- [Records for the exercise]:
----------------
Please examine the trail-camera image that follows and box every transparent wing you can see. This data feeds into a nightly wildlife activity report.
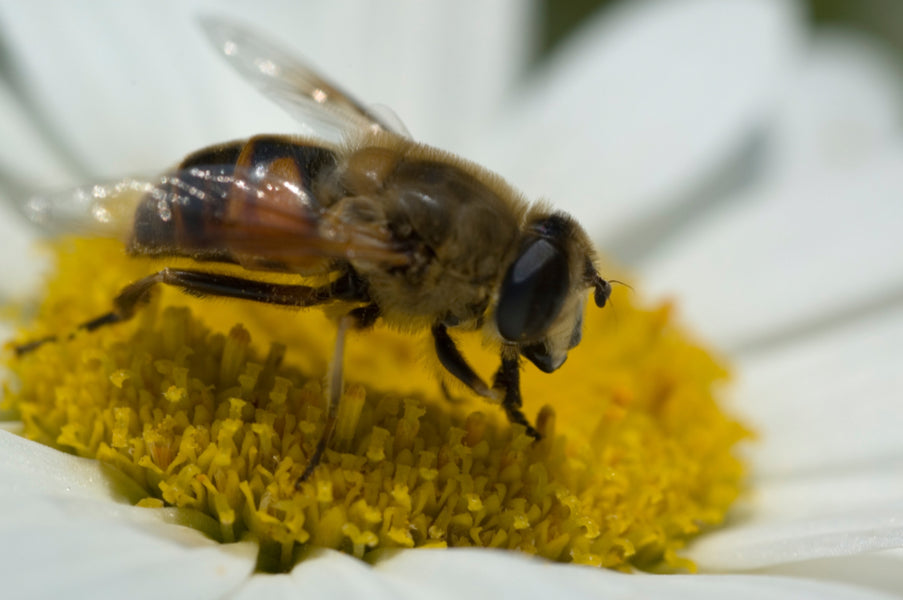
----------------
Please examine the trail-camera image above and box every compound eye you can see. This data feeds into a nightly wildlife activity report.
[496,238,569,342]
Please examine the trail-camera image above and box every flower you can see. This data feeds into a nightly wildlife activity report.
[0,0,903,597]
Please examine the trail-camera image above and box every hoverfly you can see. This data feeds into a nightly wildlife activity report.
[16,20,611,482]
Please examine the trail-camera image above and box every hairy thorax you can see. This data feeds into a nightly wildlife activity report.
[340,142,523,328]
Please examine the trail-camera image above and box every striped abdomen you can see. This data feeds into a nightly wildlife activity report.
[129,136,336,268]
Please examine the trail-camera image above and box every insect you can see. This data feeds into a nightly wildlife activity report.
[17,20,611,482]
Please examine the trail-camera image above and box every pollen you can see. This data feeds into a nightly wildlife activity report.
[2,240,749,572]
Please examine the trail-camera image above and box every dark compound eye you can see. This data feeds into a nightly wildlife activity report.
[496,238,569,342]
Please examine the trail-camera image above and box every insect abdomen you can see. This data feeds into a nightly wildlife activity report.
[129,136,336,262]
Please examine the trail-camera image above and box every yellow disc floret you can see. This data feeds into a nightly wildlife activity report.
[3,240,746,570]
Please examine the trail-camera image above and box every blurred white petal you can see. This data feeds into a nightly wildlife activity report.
----------------
- [Prompt]: Copy out the lines from the line with "Please examine the trail-camera image above and box every dark" to the line with "box every blurred", swapping "nightly" for "weekly" and changing nothing else.

- [Exercise result]:
Please examine the trail-camera image above and box every dark compound eye you can see. This data feeds into a weekly wildlife activity report.
[496,238,569,342]
Please examine the trail-camera image above and box every insect abdomen you can see. This data feeds into a weekly wildlife activity report.
[129,136,336,262]
Please examine the trail-camera image above and box every yellow disc floret you can see. This data feeds into a weekly wildlife activity report.
[3,240,746,570]
Please examine the trail-camera image above and box every blurred white petal you can see. This data feeds into a weekly wildlife activity report.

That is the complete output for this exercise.